TRABAJO PENDIENTE:
**A.** Según el texto sobre el día de los inocentes, ¿con qué expresión concluían las bromas cuando se hacían en la región andina?
**B.** Devuelva sin cambios el fragmento del texto sobre el día de los inocentes comprendido entre "Y es que nos hemos vuelto" y "y la irresponsabilidad.", ambos incluidos.

FUENTE:
##########
Ayer fue día de los inocentes. En Venezuela siempre fue
esta fecha oportunidad para jugar algunas bromas de mejor o peor gusto, que
terminaban siempre con el sonsonete ”pasaste por inocente" (o "pasó
por inocente" si la chanza era ejercida en la región andina).
Y digo fue, así, en pasado, porque es evidente el desuso
en que ha caído esta costumbre. Y es que nos hemos amargado. Pese a la fama que
queremos divulgar de dicharacheros y "mamadores de gallo", ya no nos
gusta reír sino a costa de otro, sobre todo si hemos conseguido un provecho
material no merecido en el ínterin. Especialmente no nos gusta que se rían de
nosotros, ni nosotros mismos hacerlo.
Y es que nos hemos vuelto nerviosos, por decir lo menos,
al punto de no soportar los semáforos en rojo o las normas publicadas en
Gaceta Oficial. Se puede pensar que hemos cambiado mucho y que eso se debe a la
influencia de la sociedad de la información, a la era post capitalista o al
advenimiento de nuevas formas de socialismo. Se puede creer en eso, así como
hay gente que cree en los ovnis o en el ánima sola.
Porque en el fondo no hemos cambiado mucho, porque
seguimos siendo inocentes. Si por inocencia se tiene la resulta de una mixtura
incompleta y de irregular proporción de esta última con la pereza, la
ignorancia y la irresponsabilidad.
##########
MATERIAL REGISTRADO:
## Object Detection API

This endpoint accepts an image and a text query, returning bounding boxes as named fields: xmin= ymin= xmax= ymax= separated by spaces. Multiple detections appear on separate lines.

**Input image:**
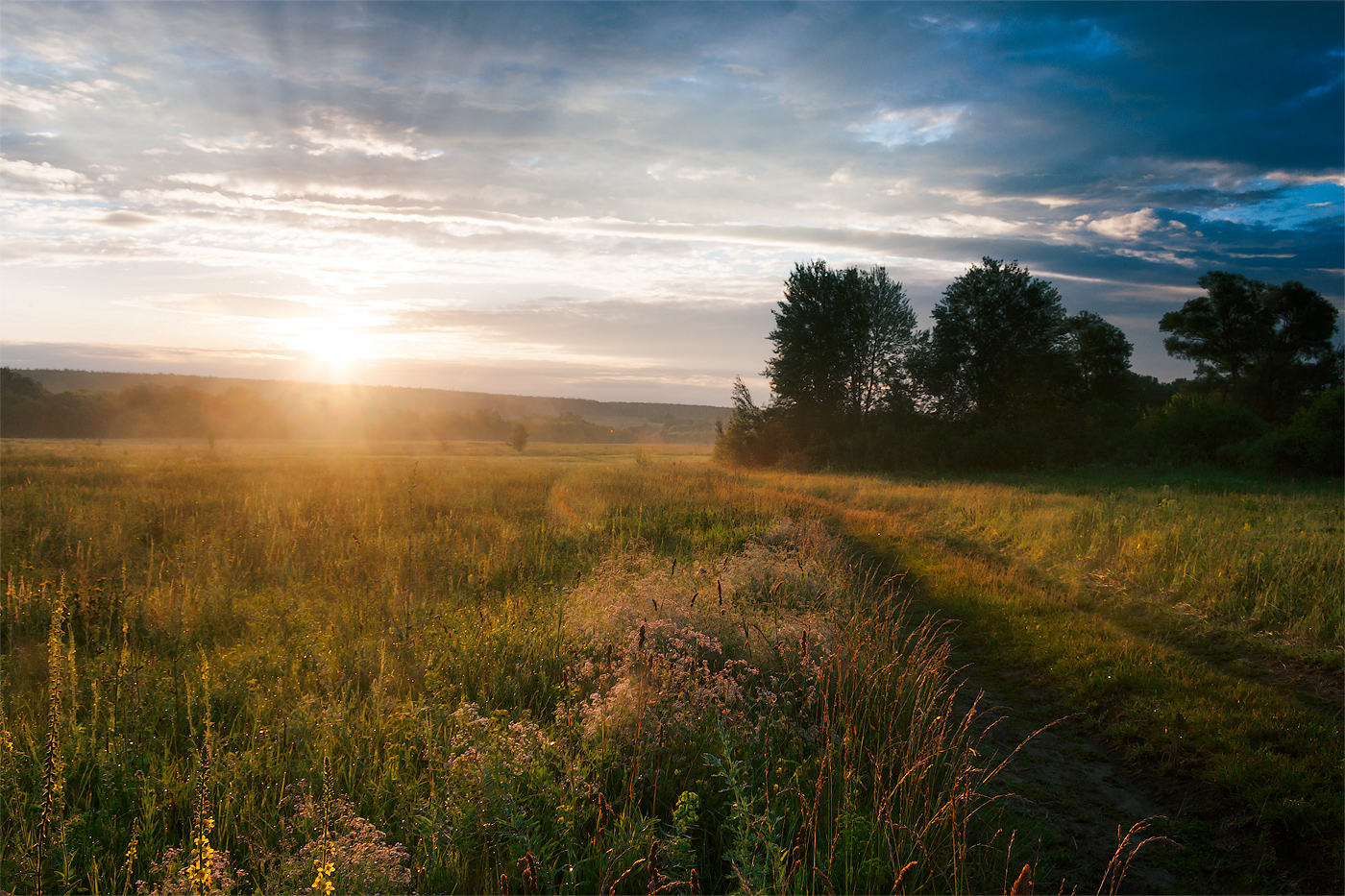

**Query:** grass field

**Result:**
xmin=0 ymin=441 xmax=1342 ymax=893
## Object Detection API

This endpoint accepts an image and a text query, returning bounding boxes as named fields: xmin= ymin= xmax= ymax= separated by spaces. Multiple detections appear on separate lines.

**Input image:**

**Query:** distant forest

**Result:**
xmin=0 ymin=367 xmax=714 ymax=444
xmin=714 ymin=258 xmax=1345 ymax=476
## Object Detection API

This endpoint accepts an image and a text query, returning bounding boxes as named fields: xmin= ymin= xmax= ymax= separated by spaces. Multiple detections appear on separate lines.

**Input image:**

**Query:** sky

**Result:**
xmin=0 ymin=0 xmax=1345 ymax=405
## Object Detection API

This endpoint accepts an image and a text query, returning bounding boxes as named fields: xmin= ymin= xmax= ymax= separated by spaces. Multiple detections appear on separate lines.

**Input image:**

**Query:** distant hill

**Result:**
xmin=19 ymin=370 xmax=730 ymax=429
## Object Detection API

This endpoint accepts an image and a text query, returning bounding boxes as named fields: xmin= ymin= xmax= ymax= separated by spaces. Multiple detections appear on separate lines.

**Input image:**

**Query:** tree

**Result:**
xmin=1158 ymin=271 xmax=1341 ymax=421
xmin=1064 ymin=311 xmax=1136 ymax=403
xmin=766 ymin=259 xmax=916 ymax=421
xmin=917 ymin=258 xmax=1069 ymax=424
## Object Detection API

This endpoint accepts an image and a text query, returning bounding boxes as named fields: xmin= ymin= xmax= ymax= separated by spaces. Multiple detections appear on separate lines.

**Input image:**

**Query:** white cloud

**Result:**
xmin=848 ymin=107 xmax=967 ymax=147
xmin=1075 ymin=208 xmax=1186 ymax=239
xmin=0 ymin=157 xmax=88 ymax=192
xmin=295 ymin=110 xmax=444 ymax=161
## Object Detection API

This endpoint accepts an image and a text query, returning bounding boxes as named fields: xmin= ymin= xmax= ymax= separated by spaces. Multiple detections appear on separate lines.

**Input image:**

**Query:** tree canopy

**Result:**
xmin=917 ymin=251 xmax=1070 ymax=421
xmin=766 ymin=259 xmax=916 ymax=420
xmin=1158 ymin=271 xmax=1341 ymax=421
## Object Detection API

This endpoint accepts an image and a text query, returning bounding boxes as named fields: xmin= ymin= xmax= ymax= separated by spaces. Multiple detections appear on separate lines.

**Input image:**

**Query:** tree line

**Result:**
xmin=0 ymin=367 xmax=709 ymax=444
xmin=716 ymin=258 xmax=1345 ymax=475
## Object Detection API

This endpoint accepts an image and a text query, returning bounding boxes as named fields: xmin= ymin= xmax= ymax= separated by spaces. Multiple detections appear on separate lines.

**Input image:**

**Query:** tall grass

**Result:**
xmin=0 ymin=450 xmax=1003 ymax=892
xmin=785 ymin=476 xmax=1345 ymax=648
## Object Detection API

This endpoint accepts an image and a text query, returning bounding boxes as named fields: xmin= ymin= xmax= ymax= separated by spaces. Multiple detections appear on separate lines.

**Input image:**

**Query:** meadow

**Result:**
xmin=0 ymin=441 xmax=1341 ymax=893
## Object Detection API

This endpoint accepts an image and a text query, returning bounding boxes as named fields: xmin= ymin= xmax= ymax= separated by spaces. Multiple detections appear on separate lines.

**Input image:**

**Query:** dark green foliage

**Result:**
xmin=1064 ymin=311 xmax=1136 ymax=405
xmin=1225 ymin=389 xmax=1345 ymax=476
xmin=1140 ymin=393 xmax=1268 ymax=464
xmin=766 ymin=259 xmax=916 ymax=420
xmin=918 ymin=258 xmax=1069 ymax=425
xmin=714 ymin=378 xmax=786 ymax=467
xmin=1158 ymin=271 xmax=1341 ymax=423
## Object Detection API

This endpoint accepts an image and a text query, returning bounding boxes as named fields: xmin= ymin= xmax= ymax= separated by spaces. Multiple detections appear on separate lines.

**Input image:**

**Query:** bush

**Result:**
xmin=1139 ymin=394 xmax=1267 ymax=466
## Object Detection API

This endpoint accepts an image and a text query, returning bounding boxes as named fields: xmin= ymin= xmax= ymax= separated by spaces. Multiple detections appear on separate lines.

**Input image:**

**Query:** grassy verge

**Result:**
xmin=0 ymin=444 xmax=1008 ymax=893
xmin=742 ymin=476 xmax=1342 ymax=892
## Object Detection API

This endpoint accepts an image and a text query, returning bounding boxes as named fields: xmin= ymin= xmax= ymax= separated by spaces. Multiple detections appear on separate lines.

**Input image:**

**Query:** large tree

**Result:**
xmin=1064 ymin=311 xmax=1136 ymax=403
xmin=766 ymin=259 xmax=916 ymax=420
xmin=917 ymin=258 xmax=1070 ymax=423
xmin=1158 ymin=271 xmax=1341 ymax=421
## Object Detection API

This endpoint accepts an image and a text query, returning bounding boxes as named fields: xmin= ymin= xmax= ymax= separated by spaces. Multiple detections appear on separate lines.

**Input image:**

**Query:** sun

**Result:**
xmin=295 ymin=327 xmax=369 ymax=370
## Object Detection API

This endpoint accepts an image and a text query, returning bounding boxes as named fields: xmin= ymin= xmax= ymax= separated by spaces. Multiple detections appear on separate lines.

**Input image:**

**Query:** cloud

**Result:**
xmin=295 ymin=110 xmax=444 ymax=161
xmin=0 ymin=3 xmax=1345 ymax=392
xmin=97 ymin=211 xmax=158 ymax=228
xmin=0 ymin=157 xmax=88 ymax=192
xmin=1076 ymin=208 xmax=1186 ymax=239
xmin=850 ymin=107 xmax=967 ymax=147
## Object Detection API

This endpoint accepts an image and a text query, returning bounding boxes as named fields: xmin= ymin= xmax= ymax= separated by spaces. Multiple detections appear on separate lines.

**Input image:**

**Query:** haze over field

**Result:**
xmin=0 ymin=0 xmax=1345 ymax=405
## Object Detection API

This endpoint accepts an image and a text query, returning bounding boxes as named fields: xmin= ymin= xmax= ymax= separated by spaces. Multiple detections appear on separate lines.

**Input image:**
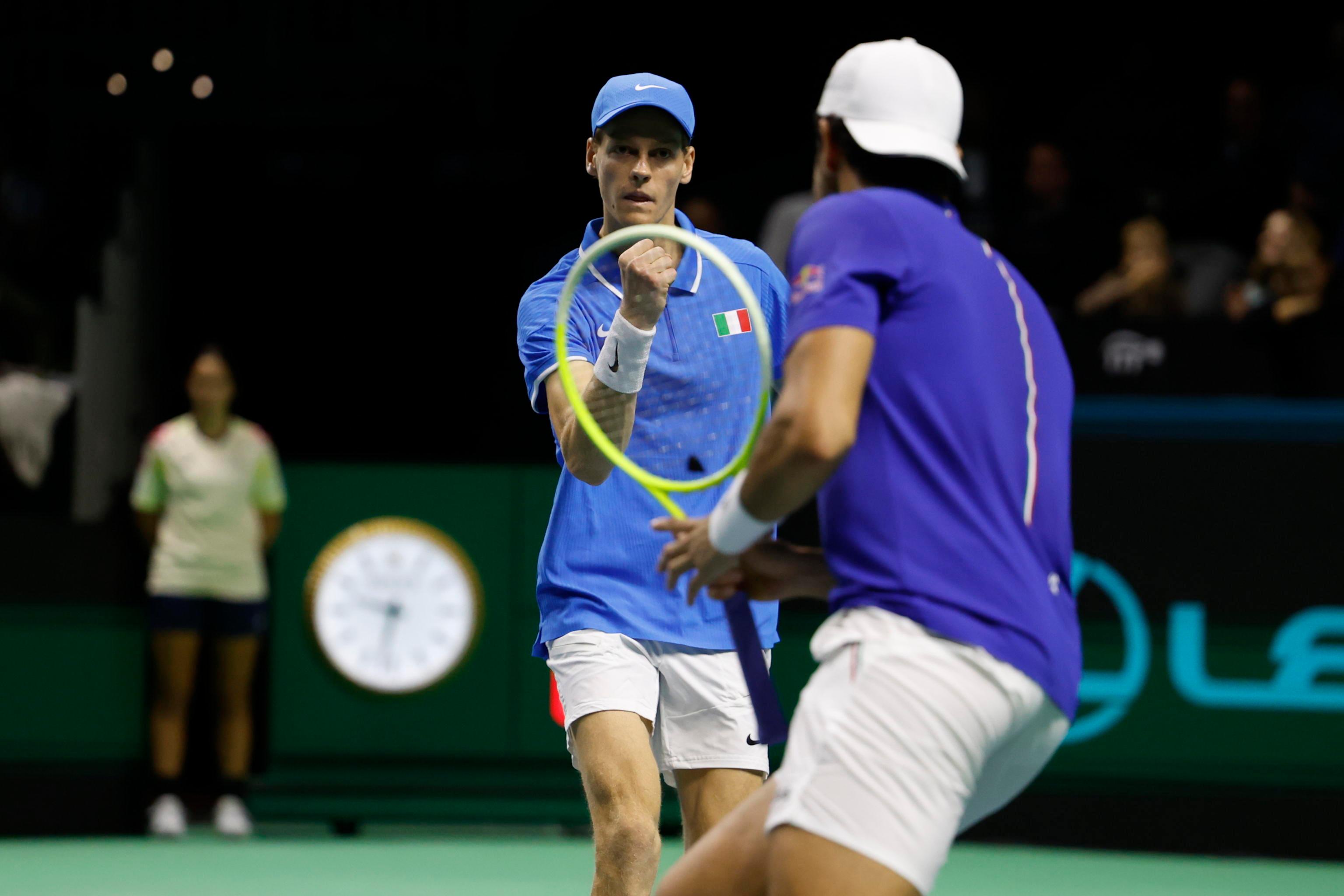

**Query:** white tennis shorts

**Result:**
##########
RESPUESTAS:
**A.** Con "pasó por inocente".

**B.**
Y es que nos hemos vuelto nerviosos, por decir lo menos,
al punto de no soportar los semáforos en rojo o las normas publicadas en
Gaceta Oficial. Se puede pensar que hemos cambiado mucho y que eso se debe a la
influencia de la sociedad de la información, a la era post capitalista o al
advenimiento de nuevas formas de socialismo. Se puede creer en eso, así como
hay gente que cree en los ovnis o en el ánima sola.
Porque en el fondo no hemos cambiado mucho, porque
seguimos siendo inocentes. Si por inocencia se tiene la resulta de una mixtura
incompleta y de irregular proporción de esta última con la pereza, la
ignorancia y la irresponsabilidad.